Objectives =>
1. In the forum thread on SSD speed, how often is Windows set to trim the drive?
2. Translate this sentence from the forum thread on SSD speed into French: "Faster drives are generally wasted on use cases like games."
3. Using the forum thread on SSD speed, state whether each of the following statements agrees with it. Answer yes or no for each, and quote the deciding words.
(a) The 990 drive was delivered in July 2024.
(b) Drives on chipset connected ports will generally be a bit faster.
(c) The Q1T1 number appears to be roughly 20% lower than the review's result.

Quoted text =>
---*---
You can try enabling Overprovisioning mode.

What's your TRIM schedule set at?
Last edited by Electric Cupcake; Jan 13 @ 4:46pm
Samsing Magician does seem to recognize my 990, and checking the firmware in Magician it says it is up to date with the latest rev. Magician as well as HWInfo say the 990 is in good health. I have Windows set to trim the drive weekly. This thing is relatively new, it was delivered July 20th 2024.
maybe you using all the Sata port, about lane sharing? i forgot where i read those, anyway my 990 pro write 6700 supposedly 6900, i make my peace with that

i mean your friend could be using Low setting or 1080p while you higher so he loading faster, it's not end of the world
My WD Black NMVe drive has a "Game Mode" which helps it a bit. :csd2smile:
Keep in mind that when comparing to reviews, unless you have "controlled your variables" to ensure everything is the same, you have to expect that results may vary from those of the review.

Your Q1T1 number seems ~20% lower than the review, and that may be explained by a combination of the drive not being empty and other variables.

Your Q32T16 number seems to be just under 50% of the result the review gets. I don't know if that much of a difference is expected with the drive being largely filled.

Something else to point out is that drives on chipset connected ports will generally be a bit slower, at least sometimes, and I know this is often the case with the X570. I see it myself on mine (different motherboard though) where my second identical drive turns in slightly lower numbers. I think this might only dampen the sequential peaks a bit though and not so much the rest.

I'd generally recommend your fastest drive to be devoted to being your system drive because that's where you'd want it to be, unless you were devoting it a bandwidth heavy task like content creation. Faster drives are generally wasted on use cases like games. That's not really a use case that takes advantage of the benefits of faster drives.
---*---
Dataset =>
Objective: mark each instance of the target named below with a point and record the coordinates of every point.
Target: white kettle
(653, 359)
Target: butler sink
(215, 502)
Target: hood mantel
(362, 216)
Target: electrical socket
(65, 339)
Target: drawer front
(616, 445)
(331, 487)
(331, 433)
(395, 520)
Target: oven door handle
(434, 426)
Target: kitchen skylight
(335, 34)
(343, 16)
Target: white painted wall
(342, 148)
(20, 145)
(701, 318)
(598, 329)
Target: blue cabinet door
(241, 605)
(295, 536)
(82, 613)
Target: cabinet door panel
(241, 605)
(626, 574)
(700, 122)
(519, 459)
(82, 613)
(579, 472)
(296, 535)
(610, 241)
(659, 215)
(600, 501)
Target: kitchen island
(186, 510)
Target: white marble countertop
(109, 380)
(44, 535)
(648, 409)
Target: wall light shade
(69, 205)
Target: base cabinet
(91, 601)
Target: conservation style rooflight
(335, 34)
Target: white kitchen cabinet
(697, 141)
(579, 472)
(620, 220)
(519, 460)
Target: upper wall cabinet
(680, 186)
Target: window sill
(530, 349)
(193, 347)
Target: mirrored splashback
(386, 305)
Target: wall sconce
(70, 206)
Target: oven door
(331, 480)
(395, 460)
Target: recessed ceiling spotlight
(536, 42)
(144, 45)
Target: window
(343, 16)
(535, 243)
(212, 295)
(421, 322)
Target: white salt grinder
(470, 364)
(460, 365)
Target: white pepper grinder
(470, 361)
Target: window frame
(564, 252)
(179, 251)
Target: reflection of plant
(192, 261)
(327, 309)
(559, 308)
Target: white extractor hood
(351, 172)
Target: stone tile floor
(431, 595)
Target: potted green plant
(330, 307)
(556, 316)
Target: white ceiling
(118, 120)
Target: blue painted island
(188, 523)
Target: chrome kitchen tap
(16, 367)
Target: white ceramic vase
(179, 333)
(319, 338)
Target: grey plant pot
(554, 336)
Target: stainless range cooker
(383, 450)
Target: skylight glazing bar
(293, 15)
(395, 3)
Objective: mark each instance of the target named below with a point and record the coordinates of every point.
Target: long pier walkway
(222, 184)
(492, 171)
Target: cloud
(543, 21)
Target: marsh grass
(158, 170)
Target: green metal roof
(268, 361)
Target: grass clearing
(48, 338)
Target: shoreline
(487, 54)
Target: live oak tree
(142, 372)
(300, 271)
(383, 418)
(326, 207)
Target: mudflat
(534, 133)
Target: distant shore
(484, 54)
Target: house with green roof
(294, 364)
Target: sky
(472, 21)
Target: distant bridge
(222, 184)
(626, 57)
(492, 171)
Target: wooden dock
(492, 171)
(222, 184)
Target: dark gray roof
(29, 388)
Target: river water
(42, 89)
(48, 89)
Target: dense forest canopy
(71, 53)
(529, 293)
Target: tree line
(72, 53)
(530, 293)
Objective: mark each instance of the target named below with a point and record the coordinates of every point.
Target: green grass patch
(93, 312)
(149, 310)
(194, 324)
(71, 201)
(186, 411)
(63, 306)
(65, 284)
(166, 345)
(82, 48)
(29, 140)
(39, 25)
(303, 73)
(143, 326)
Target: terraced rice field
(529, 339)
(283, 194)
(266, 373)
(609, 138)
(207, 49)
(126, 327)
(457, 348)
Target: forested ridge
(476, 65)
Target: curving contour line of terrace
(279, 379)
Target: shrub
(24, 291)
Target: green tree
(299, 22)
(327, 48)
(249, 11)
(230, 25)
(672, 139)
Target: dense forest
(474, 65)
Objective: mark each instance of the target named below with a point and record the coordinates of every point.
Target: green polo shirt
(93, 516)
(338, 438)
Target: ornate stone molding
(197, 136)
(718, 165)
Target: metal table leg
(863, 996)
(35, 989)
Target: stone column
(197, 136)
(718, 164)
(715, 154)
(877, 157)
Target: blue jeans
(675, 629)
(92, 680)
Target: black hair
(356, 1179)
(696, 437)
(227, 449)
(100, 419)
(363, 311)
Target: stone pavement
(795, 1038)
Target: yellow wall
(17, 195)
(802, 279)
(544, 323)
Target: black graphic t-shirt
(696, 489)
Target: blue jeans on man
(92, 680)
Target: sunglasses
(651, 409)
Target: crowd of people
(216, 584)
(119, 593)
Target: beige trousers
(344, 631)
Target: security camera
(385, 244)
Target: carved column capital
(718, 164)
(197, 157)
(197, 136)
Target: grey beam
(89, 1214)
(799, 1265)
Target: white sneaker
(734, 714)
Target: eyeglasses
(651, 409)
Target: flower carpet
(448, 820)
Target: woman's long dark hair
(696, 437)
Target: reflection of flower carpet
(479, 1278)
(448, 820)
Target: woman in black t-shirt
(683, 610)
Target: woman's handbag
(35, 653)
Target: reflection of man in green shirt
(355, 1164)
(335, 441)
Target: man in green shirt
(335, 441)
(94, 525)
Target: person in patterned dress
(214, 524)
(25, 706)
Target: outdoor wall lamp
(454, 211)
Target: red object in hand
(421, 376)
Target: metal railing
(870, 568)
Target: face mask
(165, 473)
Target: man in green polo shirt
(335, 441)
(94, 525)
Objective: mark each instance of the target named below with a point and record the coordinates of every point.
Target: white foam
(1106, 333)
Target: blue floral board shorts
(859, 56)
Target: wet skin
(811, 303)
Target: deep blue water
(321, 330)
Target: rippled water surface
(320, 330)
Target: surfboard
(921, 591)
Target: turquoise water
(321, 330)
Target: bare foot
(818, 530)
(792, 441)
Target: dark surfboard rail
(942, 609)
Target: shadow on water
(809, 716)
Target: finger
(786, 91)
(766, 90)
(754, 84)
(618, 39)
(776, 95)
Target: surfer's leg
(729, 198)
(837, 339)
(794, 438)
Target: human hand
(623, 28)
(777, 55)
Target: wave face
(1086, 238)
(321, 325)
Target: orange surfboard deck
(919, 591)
---*---
Solutions below =>
1. Windows is set to trim the drive weekly.

2. Les disques plus rapides sont généralement gaspillés pour des usages comme les jeux.

3.
(a) Yes: "it was delivered July 20th 2024."
(b) No: "drives on chipset connected ports will generally be a bit slower"
(c) Yes: "Your Q1T1 number seems ~20% lower than the review"